|Sirian Starseed Tarot|
Am I able to silence my mind and reflect on the situation at hand? How am I quieting my mind to contemplate the higher truth? Am I able to be still and listen to my inner voice? Have I matured from what I have learned?
The immediate situation at hand for me is I have made an appointment for 9.00 this morning to see the dentist about this swelling of the gums around my tooth. It's the tooth with the filling that gave me so much trouble in March and April. I have many fears about this, but I must quiet those fears because I don't know anything yet. There's simply no need worrying about the things that the dentist 'might' say, the treatment options that she might give me. In fact, from what I've read, I know what they 'might' be: a treatment of the gums involving an incision to drain the abscess (assuming it is an abscess), a root canal, or extraction. That's pretty much all they can do. But there's no point wondering and worrying what she is going to say until she says it.
The last two nights I have gone to bed very early. Night before last, 9.00, last night 8.30. I slept all night, except night before last, when pain in my gums awoke me at 2.45 and I got up to rub them with clove oil and take some ibuprofen. Last night I woke up briefly but the discomfort wasn't bad enough for me to have to get up to take pain relievers.

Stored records
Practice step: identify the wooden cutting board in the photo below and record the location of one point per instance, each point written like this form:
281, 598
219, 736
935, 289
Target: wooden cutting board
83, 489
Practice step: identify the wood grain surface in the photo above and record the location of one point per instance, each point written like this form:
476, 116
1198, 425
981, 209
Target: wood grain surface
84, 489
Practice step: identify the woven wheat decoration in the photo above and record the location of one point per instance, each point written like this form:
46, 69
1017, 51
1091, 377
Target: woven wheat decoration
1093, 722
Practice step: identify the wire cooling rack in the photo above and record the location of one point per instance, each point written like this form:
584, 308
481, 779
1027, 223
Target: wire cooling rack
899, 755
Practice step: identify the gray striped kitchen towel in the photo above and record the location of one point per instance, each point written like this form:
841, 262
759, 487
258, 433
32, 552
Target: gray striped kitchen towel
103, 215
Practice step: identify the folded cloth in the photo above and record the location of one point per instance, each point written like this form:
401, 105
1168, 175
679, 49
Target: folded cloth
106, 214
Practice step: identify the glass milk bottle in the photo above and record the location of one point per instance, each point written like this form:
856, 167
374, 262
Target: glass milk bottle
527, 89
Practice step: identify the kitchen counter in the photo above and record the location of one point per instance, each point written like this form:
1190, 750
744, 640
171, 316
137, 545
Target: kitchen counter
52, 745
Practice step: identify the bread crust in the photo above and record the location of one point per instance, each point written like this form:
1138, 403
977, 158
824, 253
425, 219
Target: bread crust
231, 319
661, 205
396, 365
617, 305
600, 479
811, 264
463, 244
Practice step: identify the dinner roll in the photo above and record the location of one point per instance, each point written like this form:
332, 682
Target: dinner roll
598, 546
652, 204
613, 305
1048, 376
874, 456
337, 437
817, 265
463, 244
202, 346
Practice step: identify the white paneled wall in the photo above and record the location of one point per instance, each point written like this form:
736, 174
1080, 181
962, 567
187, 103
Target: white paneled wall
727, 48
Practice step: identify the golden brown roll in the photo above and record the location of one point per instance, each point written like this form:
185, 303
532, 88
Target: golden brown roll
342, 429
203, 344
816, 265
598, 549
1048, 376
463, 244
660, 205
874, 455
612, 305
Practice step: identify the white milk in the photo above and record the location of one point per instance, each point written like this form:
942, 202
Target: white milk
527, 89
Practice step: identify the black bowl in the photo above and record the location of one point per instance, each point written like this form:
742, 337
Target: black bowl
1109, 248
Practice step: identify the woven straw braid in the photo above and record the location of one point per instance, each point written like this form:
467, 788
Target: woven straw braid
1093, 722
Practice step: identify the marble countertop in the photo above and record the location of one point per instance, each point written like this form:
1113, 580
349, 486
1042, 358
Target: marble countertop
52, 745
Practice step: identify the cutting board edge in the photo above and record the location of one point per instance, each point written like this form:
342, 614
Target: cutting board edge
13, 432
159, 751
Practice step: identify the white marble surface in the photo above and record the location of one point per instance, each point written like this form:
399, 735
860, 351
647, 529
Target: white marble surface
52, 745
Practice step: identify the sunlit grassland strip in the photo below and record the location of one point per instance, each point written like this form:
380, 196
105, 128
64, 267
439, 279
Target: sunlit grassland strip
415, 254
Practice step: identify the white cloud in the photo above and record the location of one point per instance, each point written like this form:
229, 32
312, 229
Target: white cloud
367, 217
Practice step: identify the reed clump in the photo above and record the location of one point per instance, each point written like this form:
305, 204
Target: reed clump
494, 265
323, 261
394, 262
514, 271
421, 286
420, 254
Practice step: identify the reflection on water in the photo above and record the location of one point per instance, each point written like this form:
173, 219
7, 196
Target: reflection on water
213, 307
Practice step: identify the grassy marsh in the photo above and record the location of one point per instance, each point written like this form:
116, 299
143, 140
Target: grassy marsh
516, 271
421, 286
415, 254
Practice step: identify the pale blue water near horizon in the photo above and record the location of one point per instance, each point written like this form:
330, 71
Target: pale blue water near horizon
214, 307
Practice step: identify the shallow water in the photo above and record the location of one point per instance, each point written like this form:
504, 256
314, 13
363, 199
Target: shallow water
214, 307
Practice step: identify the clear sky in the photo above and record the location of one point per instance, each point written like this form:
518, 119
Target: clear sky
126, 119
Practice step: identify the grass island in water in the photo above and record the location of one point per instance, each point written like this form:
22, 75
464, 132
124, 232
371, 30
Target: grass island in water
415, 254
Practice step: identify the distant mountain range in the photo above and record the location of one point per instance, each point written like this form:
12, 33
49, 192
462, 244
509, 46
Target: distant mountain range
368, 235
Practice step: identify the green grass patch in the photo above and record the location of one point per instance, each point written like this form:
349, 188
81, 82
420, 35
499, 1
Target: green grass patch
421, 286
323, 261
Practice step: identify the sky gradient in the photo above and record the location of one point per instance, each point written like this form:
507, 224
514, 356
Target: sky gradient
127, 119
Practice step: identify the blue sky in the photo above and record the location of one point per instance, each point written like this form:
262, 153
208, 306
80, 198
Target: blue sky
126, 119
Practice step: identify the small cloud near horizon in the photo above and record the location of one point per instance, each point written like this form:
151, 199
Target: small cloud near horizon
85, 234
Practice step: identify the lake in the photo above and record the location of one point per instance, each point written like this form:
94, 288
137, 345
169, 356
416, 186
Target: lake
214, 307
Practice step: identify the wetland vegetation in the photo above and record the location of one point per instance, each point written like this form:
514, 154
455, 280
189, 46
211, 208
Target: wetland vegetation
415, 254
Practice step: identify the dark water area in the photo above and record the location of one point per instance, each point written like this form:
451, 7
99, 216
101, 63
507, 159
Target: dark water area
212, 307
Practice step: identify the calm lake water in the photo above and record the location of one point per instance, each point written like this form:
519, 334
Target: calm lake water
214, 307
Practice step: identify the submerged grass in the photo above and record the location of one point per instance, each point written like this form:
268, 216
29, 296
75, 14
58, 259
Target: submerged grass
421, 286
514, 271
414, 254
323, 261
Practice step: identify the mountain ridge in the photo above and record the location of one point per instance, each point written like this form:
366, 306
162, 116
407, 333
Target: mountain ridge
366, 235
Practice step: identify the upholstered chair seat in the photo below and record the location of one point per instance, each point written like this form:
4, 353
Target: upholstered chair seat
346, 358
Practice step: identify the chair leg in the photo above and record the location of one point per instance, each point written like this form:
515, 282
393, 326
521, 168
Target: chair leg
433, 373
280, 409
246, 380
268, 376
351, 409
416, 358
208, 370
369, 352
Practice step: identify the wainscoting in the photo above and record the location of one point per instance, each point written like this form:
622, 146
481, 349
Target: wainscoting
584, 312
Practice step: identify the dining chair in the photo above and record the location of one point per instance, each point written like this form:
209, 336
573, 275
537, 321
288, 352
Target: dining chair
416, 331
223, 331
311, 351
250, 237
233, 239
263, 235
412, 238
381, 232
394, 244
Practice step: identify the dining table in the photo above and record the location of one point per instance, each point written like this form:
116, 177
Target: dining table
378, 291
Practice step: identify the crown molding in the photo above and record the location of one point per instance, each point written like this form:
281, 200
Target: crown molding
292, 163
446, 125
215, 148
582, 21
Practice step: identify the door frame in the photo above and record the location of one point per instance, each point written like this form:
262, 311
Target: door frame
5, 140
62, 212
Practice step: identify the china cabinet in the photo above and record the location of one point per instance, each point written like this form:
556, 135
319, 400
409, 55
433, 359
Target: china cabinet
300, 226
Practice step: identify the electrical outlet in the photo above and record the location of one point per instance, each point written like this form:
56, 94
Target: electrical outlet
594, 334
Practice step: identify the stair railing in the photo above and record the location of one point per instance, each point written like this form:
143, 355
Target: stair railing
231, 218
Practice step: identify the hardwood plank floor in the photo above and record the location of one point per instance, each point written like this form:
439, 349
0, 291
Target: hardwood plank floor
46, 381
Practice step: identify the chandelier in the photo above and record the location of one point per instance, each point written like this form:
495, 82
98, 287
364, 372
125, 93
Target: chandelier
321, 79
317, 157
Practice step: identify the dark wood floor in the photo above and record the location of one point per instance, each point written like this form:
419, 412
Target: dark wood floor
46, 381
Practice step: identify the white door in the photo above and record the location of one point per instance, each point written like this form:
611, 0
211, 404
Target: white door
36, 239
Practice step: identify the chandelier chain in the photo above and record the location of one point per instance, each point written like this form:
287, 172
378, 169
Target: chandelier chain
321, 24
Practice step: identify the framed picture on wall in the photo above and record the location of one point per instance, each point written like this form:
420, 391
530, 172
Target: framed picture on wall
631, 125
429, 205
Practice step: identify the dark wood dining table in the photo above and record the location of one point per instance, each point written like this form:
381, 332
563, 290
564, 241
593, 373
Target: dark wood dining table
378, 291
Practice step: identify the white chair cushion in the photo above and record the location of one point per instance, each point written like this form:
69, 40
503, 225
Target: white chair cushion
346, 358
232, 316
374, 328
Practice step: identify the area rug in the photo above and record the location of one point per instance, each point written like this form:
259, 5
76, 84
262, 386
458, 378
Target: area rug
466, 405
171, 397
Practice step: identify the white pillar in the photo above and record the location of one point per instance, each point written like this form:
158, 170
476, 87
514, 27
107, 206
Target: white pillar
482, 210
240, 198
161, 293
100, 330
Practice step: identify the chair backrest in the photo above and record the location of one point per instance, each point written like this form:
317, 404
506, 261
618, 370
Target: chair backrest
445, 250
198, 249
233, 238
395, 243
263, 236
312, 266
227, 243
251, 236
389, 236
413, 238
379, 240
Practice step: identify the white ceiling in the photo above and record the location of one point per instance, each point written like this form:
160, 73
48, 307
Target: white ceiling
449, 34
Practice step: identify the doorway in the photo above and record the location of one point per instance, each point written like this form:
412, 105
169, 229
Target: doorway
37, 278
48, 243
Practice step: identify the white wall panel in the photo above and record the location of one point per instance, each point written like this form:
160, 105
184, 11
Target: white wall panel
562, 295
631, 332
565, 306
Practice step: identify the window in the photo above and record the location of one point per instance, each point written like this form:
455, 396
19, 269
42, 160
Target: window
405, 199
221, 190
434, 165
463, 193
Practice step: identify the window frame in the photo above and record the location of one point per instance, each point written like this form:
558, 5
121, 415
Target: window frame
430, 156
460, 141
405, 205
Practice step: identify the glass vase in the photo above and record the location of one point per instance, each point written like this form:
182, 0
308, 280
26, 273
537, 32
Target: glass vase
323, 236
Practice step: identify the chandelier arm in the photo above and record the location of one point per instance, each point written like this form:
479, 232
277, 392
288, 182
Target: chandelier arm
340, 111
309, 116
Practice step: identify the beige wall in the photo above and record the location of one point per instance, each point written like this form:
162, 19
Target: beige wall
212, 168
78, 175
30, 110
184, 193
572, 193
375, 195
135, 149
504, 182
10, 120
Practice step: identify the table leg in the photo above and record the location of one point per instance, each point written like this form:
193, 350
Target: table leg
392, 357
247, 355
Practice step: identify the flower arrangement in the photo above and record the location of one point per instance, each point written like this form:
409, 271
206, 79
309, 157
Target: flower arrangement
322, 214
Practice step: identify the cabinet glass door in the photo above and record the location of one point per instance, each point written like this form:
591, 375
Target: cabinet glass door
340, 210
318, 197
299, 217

● **Assigned task**
Extend the journal entry about the dental appointment, picking up after its final sentence.

● **Result**
I can reflect on this fact. I am very lucky to live in a time when pain relief is a small matter of 50p or less for a box of ibuprofen, and dental care is available to help me. I might not particularly want to have a gap where a tooth used to be, but even if it comes to that, the procedure will not be life-threatening nor a torment of pain. For that I am grateful.
But for now, I hope that it's something minor that will require just a bit of fixing up.
ETA: Well, I'm back. The dentist said I have an external infection, gave me some antibiotics and made noises about my 'very deep filling' and hinted that this tooth might not be terribly long for this world. For now, though, I will happy to have this infection cleared up and no more pain. And I hope to hang on to to the tooth for another several years. To that end, I've decided to go off sugar. It will be for the best for me in every way.